Dataset excerpts on object pointing
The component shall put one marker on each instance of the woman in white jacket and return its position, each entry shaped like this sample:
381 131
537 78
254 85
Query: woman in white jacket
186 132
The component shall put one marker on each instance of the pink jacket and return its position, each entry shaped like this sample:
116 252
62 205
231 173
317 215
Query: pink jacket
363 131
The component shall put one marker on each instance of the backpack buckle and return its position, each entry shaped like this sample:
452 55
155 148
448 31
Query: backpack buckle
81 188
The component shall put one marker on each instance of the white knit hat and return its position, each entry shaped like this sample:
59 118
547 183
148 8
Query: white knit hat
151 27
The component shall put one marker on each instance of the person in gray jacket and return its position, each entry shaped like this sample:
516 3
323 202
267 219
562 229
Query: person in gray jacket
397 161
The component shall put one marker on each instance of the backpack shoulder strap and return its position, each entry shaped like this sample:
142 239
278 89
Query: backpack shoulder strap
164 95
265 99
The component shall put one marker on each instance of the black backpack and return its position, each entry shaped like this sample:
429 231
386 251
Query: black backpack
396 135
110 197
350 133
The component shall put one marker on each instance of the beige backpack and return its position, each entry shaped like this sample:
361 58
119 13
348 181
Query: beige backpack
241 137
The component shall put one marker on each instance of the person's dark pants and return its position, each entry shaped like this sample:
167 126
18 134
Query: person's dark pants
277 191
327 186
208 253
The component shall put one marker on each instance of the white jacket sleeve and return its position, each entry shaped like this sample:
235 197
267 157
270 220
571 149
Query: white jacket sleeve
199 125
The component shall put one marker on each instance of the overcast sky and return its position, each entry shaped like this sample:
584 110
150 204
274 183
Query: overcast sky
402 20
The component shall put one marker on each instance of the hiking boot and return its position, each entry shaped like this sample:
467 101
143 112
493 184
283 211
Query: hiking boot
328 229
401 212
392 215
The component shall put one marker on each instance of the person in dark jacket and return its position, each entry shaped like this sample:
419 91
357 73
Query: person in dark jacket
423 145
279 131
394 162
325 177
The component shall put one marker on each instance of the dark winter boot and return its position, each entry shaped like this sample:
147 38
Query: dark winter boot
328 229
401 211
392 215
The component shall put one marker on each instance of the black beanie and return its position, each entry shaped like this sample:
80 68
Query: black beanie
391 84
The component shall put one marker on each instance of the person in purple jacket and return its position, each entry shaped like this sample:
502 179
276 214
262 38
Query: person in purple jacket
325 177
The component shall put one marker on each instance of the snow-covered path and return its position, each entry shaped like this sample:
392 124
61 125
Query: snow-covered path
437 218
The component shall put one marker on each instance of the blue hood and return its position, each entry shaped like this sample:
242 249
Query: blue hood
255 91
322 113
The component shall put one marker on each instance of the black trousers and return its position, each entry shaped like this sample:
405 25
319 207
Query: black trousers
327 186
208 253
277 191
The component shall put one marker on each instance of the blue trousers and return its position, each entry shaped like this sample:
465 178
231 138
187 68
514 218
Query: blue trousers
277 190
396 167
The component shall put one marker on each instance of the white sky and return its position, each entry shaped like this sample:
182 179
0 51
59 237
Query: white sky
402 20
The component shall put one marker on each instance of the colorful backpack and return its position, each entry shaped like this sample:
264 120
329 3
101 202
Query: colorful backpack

- Problem to work on -
Repeat exactly, and only, the lines from the one containing "the black trousers" through the end of the material.

- Output of the task -
The component shall put one marker on each instance of the black trousers and return its position, each entry shaped like this sample:
405 25
319 207
Query: black trousers
327 186
208 253
277 191
The component shall put one marker on each instance of the blue trousers and return its position, each entry shaped like this sample:
465 178
231 138
187 68
514 218
Query: blue trousers
277 190
396 167
The component shall put one marker on each instance of the white sky and return its position, each entry shaped like this sample:
182 179
0 51
59 237
Query: white sky
402 20
The component shall put one marker on each instance of the colorful backpack and return its position, each entry shaped like this sample:
264 120
329 3
101 202
Query: colorful backpack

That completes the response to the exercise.